▶ [EXTRACT]:
===============
LONDON, Feb 16 (Reuters) – Scotland will offer COVID-19 vaccines to all 5-11 year olds, first minister Nicola Sturgeon said on Wednesday, accepting advice received from British vaccine advisers.
The Joint Committee on Vaccination and Immunisation (JCVI) advises the COVID-19 vaccine roll-out of all four nations of the United Kingdom, who have followed their guidance so far.
“Although it isn’t yet published, I can confirm that (the Scottish Government) has received advice from JCVI (advisers) recommending that vaccination is offered to all 5-11 yr olds,” Sturgeon said in a tweet.
“We will accept this advice & work is now underway on the logistics of delivery.”
Wales has also said it will implement the JCVI advice, with the Welsh health minister saying she was not quite sure why the publication of the JCVI’s advice has been delayed.
Britain has been slower than some other countries in offering the shots to 5-11 year olds. While vulnerable children have been offered the shot, Britain is not currently vaccinating the age group more broadly unlike countries such as the United States and Israel.
===============
Records taken from a collection

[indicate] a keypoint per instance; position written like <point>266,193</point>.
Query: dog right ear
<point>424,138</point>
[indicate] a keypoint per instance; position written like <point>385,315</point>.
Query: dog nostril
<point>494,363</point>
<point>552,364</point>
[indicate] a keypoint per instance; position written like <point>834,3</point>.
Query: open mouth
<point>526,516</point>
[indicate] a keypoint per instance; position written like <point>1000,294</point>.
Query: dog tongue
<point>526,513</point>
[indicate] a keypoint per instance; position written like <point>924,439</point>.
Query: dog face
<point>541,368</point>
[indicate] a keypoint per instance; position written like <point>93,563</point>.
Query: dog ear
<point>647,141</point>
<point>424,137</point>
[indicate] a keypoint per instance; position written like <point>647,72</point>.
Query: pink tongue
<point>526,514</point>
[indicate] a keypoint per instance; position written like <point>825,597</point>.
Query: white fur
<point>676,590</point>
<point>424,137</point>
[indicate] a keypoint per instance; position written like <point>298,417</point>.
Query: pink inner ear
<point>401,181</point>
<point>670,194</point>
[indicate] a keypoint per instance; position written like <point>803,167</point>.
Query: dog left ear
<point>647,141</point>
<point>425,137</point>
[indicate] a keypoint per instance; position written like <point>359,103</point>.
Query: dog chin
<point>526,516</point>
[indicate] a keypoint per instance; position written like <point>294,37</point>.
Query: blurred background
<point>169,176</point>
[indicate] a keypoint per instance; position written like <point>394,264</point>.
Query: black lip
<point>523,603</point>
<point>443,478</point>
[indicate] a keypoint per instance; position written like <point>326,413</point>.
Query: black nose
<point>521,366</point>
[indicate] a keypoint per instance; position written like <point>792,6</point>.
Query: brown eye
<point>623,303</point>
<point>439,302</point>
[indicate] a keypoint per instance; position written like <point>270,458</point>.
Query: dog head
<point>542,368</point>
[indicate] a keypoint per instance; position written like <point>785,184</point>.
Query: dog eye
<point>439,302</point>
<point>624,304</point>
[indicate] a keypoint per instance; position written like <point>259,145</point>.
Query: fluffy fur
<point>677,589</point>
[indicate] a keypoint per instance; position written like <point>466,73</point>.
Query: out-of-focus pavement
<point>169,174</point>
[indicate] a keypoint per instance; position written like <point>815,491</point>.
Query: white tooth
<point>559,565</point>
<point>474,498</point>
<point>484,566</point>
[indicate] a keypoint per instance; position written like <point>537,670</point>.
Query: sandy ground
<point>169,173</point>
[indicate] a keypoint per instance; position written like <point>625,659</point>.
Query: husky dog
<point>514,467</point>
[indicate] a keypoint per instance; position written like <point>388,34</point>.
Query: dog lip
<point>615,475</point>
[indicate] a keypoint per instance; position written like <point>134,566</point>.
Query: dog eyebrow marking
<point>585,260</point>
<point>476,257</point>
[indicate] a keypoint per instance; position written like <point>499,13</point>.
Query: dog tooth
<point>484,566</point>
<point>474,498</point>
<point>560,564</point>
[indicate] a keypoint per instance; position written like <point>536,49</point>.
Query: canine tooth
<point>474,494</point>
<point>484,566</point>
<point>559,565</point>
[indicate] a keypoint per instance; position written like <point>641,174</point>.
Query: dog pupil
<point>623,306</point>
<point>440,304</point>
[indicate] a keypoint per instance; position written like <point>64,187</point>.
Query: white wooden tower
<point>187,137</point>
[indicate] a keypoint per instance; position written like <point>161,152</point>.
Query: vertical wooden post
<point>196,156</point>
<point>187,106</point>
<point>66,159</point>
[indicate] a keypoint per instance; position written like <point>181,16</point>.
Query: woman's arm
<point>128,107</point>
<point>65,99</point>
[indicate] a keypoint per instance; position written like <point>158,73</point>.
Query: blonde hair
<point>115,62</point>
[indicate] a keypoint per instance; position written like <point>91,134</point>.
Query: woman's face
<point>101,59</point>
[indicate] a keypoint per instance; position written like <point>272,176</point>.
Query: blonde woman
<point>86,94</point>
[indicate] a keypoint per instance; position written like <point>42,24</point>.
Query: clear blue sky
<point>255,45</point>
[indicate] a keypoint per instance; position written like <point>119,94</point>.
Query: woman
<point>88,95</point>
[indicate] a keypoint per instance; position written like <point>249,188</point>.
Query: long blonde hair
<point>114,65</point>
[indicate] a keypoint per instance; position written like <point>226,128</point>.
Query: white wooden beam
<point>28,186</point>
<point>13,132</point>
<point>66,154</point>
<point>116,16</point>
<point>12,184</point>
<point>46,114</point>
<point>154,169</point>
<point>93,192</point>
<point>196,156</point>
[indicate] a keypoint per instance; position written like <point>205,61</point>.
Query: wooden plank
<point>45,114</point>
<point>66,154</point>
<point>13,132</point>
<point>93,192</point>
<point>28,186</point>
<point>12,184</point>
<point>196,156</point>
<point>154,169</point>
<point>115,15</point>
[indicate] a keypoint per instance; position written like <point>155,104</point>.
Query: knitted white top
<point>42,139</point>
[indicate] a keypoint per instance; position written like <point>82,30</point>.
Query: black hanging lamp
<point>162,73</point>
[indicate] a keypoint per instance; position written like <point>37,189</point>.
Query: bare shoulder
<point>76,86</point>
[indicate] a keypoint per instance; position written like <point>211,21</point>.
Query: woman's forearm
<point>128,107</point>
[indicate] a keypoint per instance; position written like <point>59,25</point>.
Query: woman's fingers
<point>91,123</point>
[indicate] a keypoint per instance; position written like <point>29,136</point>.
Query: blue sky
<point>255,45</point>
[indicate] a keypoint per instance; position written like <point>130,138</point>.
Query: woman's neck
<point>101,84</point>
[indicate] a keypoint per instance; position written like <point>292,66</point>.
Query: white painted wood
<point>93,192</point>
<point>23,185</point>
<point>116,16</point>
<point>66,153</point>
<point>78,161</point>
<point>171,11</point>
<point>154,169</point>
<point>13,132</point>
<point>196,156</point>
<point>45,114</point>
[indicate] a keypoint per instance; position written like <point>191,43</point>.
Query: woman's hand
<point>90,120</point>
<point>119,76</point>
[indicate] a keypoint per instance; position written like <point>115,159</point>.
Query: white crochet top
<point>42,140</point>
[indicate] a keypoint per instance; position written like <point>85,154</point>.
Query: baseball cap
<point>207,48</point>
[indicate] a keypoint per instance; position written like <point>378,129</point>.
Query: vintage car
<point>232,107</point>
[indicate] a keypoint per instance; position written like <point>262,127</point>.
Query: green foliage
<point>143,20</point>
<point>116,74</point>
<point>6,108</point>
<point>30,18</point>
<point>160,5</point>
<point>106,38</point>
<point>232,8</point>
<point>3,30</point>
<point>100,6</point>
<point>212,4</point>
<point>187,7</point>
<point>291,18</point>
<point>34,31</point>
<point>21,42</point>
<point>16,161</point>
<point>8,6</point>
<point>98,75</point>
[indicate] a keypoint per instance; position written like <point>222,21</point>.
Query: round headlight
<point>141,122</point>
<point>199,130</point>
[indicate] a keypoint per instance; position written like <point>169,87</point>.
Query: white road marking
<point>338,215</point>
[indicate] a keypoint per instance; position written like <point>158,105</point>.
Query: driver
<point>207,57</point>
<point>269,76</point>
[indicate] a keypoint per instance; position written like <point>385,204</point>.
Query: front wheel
===============
▶ [TASK DETAILS]:
Summarize the Reuters report on Scotland's COVID-19 vaccine decision in two sentences.

▶ [RESULT]:
Nicola Sturgeon said Scotland will offer COVID-19 vaccines to all 5-11 year olds, accepting advice from the JCVI, which advises the vaccine roll-out in all four UK nations. Wales has said it will also follow this advice, while Britain as a whole has been slower than countries such as the United States and Israel to offer the shots to this age group beyond vulnerable children.